==== Data for the task

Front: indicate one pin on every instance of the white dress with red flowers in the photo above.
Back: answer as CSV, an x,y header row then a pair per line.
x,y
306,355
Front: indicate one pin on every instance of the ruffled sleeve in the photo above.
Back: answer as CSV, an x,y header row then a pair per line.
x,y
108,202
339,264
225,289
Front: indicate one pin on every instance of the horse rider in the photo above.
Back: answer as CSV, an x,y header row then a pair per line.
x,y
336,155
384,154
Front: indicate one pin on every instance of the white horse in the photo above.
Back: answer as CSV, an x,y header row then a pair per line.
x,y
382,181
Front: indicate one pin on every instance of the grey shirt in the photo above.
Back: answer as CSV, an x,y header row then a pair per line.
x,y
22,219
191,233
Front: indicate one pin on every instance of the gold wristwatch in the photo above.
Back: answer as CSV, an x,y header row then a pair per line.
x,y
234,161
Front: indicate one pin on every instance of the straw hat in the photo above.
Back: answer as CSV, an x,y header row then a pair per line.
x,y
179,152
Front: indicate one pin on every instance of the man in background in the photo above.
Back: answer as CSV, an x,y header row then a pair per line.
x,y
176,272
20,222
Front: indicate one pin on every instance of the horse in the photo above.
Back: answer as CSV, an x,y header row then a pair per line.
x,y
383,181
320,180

========

> [What you are asked to do]
Only the lines from the one holding "Front: indicate one pin on every instance of the grey" through the end of the listing should be given again, exactly and with both ends included.

> [Exercise result]
Front: indicate one pin on every instance of the grey shirt in the photo above.
Back: answer as CSV, an x,y header row then a pair per line.
x,y
22,219
191,233
Front: indicate one pin on every instance of the gold wristwatch in the photo above.
Back: answer as CSV, an x,y header row then a pair per line.
x,y
234,161
Front: indicate one pin on every instance of the straw hat in the photo above.
Back: answer as CSV, an x,y header row then a pair per line.
x,y
179,152
Front: indicate one pin on every instance of the man in background in the photo above.
Back: answer as CSV, an x,y header row then a pair per line.
x,y
176,272
20,222
Front: indicate one pin on every instance of the horse in the photo above.
Back: answer as CSV, an x,y header row then a pair per line.
x,y
383,181
320,180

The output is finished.